Given instruction =
List, in full, each line of the records below in which the word "riverbank" appears.

Pointing dataset records =
***

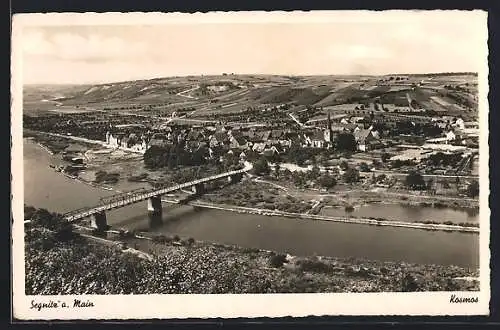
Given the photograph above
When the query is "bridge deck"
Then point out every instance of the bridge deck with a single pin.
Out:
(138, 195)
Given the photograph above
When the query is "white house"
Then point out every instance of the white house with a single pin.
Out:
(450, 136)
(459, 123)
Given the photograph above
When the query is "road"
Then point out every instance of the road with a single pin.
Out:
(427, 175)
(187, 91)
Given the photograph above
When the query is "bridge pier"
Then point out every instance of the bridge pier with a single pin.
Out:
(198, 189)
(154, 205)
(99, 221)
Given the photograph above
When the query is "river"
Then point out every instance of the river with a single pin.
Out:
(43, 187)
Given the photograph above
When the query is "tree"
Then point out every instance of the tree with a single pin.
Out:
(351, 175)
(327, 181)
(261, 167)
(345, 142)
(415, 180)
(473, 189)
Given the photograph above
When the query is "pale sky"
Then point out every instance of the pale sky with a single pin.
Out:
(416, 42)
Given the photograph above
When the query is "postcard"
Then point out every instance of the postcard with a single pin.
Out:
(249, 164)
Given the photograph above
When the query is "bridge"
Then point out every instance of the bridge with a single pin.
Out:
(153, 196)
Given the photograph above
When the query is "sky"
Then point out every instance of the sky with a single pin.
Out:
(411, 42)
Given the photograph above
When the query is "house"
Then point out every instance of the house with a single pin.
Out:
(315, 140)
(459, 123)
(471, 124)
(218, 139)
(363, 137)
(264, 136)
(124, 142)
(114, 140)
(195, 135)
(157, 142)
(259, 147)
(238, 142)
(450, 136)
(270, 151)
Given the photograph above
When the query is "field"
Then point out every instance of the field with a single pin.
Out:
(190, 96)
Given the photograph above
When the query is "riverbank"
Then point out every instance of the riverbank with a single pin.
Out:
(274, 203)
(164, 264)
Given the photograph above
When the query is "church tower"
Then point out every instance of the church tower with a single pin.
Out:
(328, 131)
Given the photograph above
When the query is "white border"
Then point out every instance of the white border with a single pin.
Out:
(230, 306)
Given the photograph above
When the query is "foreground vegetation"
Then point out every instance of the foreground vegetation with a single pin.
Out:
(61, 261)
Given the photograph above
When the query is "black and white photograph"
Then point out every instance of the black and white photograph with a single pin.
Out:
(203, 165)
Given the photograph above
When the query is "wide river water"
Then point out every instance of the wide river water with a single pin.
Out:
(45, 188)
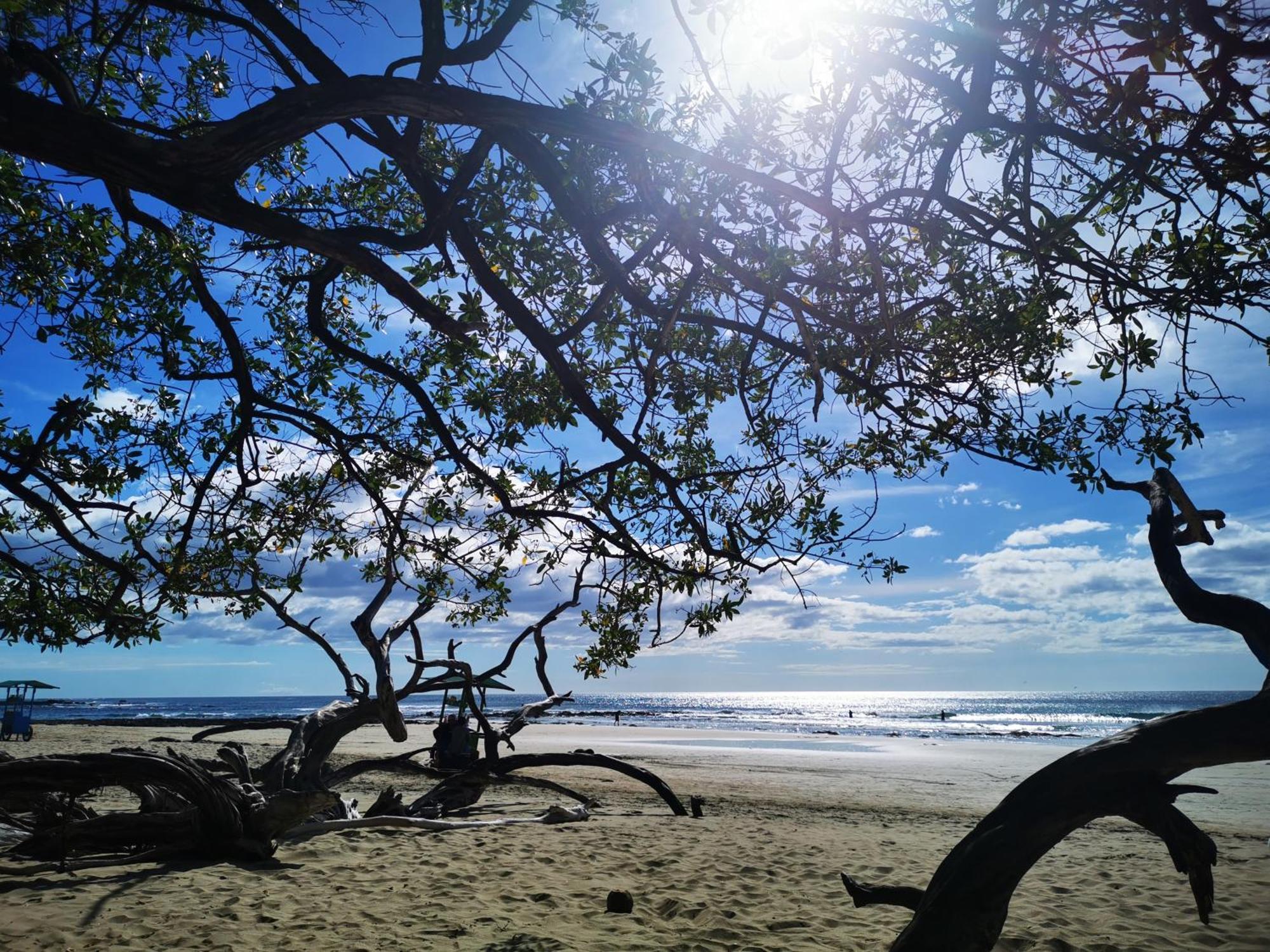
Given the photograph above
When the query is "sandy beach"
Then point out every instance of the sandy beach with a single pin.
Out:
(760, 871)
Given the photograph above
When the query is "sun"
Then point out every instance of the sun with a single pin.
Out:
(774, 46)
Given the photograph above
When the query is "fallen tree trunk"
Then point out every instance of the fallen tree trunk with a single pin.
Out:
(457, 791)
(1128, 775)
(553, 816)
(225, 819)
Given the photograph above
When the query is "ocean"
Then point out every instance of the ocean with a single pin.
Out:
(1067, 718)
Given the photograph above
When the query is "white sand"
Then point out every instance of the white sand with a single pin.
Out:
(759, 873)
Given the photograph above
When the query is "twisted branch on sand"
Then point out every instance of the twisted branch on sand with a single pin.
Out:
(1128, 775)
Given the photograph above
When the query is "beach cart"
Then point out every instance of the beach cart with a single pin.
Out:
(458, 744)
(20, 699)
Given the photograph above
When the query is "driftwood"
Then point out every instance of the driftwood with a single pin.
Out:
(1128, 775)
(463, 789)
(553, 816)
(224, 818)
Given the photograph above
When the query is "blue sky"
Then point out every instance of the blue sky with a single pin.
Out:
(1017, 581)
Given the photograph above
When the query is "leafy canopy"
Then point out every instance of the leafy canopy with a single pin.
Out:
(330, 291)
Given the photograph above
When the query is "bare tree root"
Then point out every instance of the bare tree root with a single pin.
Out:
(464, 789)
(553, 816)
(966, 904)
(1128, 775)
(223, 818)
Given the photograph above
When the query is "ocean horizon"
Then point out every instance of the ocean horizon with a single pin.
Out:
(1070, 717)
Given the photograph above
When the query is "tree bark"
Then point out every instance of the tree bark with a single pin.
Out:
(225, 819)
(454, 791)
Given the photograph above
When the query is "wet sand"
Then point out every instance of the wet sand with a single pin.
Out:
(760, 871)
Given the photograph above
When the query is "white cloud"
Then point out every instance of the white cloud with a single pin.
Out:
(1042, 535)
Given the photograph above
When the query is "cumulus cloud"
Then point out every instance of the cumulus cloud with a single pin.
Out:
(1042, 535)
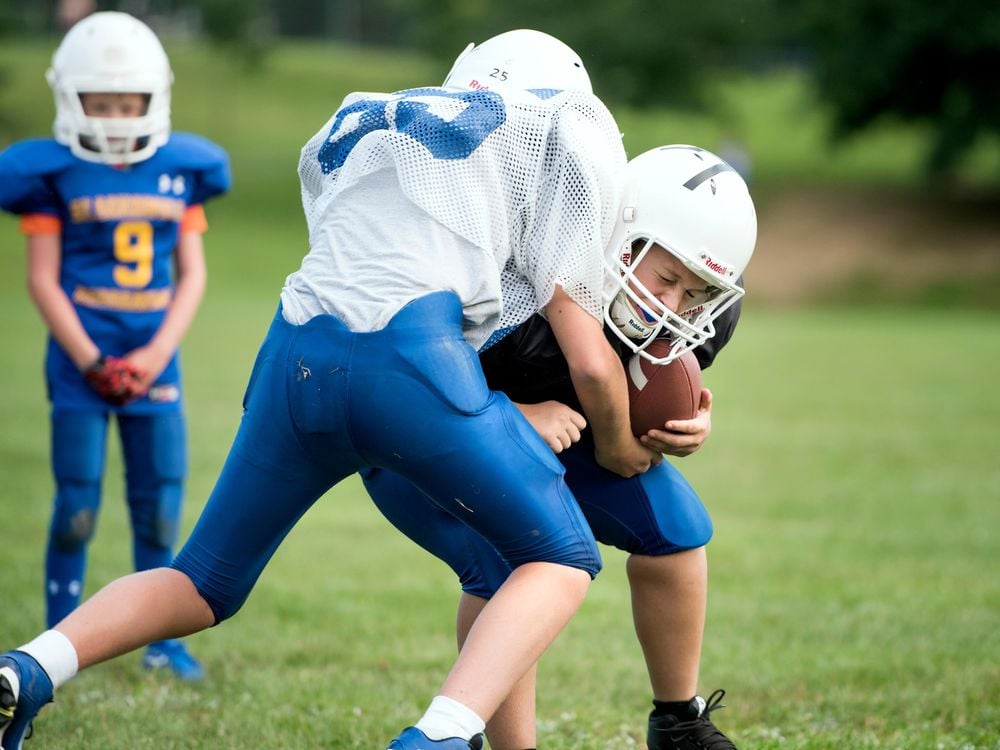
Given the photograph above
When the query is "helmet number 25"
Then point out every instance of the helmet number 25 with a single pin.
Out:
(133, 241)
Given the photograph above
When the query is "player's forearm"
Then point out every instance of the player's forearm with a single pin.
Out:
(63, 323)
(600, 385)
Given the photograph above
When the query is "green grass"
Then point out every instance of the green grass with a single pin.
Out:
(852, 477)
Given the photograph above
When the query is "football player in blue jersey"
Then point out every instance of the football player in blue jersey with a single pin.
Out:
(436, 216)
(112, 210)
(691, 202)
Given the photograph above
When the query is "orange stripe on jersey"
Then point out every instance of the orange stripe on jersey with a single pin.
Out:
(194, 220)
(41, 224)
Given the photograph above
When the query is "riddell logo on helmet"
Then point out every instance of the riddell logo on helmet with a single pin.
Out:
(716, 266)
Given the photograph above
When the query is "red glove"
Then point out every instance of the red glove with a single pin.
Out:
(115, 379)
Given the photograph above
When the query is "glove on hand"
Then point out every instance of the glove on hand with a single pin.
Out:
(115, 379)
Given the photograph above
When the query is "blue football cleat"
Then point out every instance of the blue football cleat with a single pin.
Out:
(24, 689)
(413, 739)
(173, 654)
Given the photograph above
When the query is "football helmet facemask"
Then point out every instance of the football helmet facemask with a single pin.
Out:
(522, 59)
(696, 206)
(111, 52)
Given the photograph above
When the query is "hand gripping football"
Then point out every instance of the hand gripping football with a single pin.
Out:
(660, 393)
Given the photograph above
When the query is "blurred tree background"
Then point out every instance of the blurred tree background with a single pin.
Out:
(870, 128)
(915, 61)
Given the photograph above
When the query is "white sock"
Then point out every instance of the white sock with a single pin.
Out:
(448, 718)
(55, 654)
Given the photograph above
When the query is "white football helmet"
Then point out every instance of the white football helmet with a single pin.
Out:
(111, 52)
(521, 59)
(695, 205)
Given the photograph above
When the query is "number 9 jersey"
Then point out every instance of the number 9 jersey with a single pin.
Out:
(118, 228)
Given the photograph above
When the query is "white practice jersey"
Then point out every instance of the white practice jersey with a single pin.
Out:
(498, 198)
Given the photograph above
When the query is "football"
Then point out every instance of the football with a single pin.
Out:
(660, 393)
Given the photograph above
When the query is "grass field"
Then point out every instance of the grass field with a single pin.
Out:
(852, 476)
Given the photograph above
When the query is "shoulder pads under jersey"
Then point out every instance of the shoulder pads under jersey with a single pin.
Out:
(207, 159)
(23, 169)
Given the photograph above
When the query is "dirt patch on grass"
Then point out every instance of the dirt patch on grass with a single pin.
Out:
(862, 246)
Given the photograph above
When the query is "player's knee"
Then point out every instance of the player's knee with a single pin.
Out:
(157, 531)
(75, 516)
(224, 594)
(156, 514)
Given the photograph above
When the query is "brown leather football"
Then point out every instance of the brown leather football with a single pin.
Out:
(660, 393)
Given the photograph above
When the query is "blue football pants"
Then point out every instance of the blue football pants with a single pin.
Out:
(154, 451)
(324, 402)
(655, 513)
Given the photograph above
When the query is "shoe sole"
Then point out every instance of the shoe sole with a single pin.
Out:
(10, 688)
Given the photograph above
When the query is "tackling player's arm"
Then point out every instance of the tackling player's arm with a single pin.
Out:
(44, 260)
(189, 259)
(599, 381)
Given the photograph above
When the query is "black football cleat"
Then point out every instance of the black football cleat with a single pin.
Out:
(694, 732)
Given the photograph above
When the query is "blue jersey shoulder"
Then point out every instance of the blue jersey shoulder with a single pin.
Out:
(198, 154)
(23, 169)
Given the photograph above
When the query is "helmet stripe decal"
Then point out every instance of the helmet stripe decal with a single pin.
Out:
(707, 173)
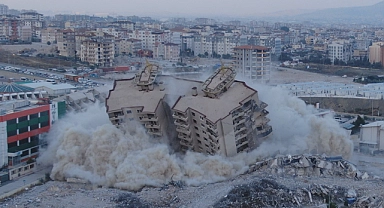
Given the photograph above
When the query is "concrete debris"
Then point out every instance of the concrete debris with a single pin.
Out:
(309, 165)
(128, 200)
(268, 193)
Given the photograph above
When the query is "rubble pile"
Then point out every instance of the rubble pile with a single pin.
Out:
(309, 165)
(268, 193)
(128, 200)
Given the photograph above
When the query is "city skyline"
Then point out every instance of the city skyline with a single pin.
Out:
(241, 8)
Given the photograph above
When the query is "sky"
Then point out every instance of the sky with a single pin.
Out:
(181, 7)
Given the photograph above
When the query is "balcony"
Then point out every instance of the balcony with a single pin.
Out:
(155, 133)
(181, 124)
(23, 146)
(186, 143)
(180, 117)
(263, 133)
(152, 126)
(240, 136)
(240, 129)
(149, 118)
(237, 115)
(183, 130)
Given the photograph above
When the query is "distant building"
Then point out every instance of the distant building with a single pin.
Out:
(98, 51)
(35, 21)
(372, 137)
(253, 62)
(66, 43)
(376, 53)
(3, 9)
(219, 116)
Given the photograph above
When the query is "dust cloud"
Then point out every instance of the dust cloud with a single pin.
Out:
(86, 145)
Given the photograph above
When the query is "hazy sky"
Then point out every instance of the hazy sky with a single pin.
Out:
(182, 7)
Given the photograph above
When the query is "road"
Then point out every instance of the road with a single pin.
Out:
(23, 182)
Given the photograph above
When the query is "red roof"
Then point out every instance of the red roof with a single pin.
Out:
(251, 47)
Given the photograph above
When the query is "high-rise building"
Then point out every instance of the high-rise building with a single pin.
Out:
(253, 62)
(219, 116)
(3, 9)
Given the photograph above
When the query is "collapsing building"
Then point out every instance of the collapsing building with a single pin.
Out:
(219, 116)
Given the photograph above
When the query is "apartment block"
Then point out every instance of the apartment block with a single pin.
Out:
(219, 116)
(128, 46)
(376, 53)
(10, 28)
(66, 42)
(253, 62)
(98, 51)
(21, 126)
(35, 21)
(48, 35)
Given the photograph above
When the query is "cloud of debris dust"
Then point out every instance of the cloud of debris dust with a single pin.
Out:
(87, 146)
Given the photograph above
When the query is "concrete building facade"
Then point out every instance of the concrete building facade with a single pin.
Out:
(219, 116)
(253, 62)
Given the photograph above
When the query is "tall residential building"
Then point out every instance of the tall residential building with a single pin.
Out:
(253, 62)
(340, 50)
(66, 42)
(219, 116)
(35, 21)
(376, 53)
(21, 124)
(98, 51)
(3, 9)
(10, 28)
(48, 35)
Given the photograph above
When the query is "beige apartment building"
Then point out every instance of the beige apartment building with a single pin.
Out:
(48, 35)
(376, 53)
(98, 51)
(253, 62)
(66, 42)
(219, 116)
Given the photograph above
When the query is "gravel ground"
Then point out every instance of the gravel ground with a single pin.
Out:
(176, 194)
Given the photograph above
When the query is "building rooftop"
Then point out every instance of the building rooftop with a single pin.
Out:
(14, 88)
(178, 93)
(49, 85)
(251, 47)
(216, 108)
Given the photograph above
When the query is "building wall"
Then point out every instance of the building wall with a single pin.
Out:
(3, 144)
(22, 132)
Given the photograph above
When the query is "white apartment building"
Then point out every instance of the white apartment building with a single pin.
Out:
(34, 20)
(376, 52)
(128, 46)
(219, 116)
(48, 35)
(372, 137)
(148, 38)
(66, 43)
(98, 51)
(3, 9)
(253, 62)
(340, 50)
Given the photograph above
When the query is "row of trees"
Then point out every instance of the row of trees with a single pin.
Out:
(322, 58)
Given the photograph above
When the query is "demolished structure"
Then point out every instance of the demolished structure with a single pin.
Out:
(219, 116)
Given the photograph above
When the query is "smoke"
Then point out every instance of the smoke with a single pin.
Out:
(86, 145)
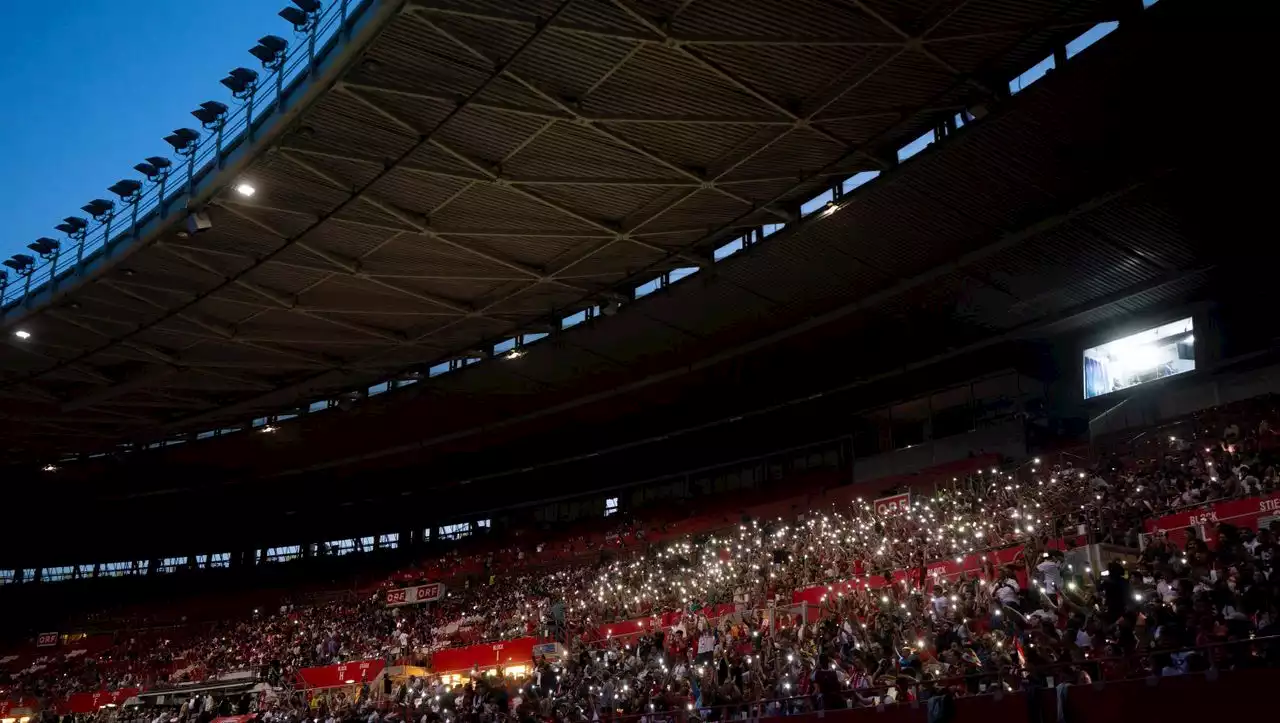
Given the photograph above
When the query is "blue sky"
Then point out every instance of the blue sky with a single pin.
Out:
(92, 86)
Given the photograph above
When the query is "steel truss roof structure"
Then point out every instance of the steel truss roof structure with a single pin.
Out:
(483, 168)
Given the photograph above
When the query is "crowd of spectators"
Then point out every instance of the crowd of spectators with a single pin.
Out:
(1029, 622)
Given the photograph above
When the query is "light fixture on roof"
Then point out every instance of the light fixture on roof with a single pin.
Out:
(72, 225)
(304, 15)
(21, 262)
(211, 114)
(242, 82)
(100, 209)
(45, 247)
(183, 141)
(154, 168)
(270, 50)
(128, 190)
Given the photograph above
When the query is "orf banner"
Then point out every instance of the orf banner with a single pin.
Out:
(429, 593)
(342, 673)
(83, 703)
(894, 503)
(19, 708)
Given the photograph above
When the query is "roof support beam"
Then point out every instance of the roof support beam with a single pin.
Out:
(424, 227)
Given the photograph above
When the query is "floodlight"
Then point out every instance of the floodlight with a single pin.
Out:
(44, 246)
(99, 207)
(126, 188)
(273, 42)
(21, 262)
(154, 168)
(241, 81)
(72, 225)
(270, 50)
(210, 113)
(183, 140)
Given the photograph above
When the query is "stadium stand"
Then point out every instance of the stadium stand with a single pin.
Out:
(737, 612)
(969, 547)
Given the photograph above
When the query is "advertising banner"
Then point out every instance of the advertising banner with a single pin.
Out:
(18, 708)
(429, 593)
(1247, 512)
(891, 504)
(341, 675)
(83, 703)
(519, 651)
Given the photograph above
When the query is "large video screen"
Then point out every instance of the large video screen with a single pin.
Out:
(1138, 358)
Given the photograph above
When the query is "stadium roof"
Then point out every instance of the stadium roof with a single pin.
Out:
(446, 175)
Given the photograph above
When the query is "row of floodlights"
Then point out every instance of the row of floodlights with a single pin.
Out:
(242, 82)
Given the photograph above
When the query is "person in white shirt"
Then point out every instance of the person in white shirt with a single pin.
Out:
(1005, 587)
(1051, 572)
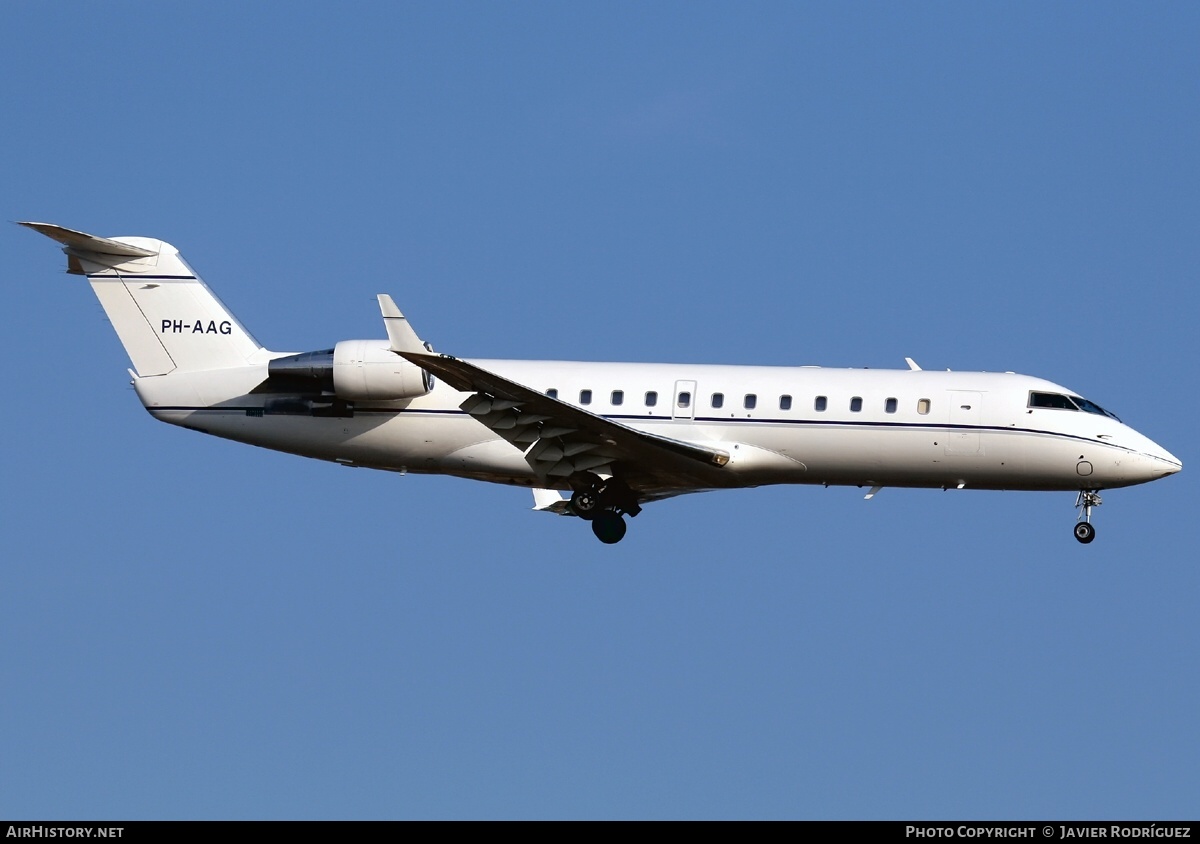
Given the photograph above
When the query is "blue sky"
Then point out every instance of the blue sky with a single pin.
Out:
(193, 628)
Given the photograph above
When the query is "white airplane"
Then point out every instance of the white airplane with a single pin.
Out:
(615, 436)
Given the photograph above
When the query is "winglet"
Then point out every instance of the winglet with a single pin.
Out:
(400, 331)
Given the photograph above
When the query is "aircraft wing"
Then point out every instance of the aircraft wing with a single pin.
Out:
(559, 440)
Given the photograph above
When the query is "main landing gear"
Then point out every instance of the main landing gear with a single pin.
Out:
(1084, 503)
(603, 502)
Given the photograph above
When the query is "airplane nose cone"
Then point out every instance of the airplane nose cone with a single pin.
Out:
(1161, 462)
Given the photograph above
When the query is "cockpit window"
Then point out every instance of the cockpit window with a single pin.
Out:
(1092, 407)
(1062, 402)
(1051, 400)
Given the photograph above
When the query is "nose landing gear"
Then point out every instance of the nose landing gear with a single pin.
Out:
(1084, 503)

***

Exercise output =
When the query is "riverbank"
Then point out every instance of the riverbank with a single pin.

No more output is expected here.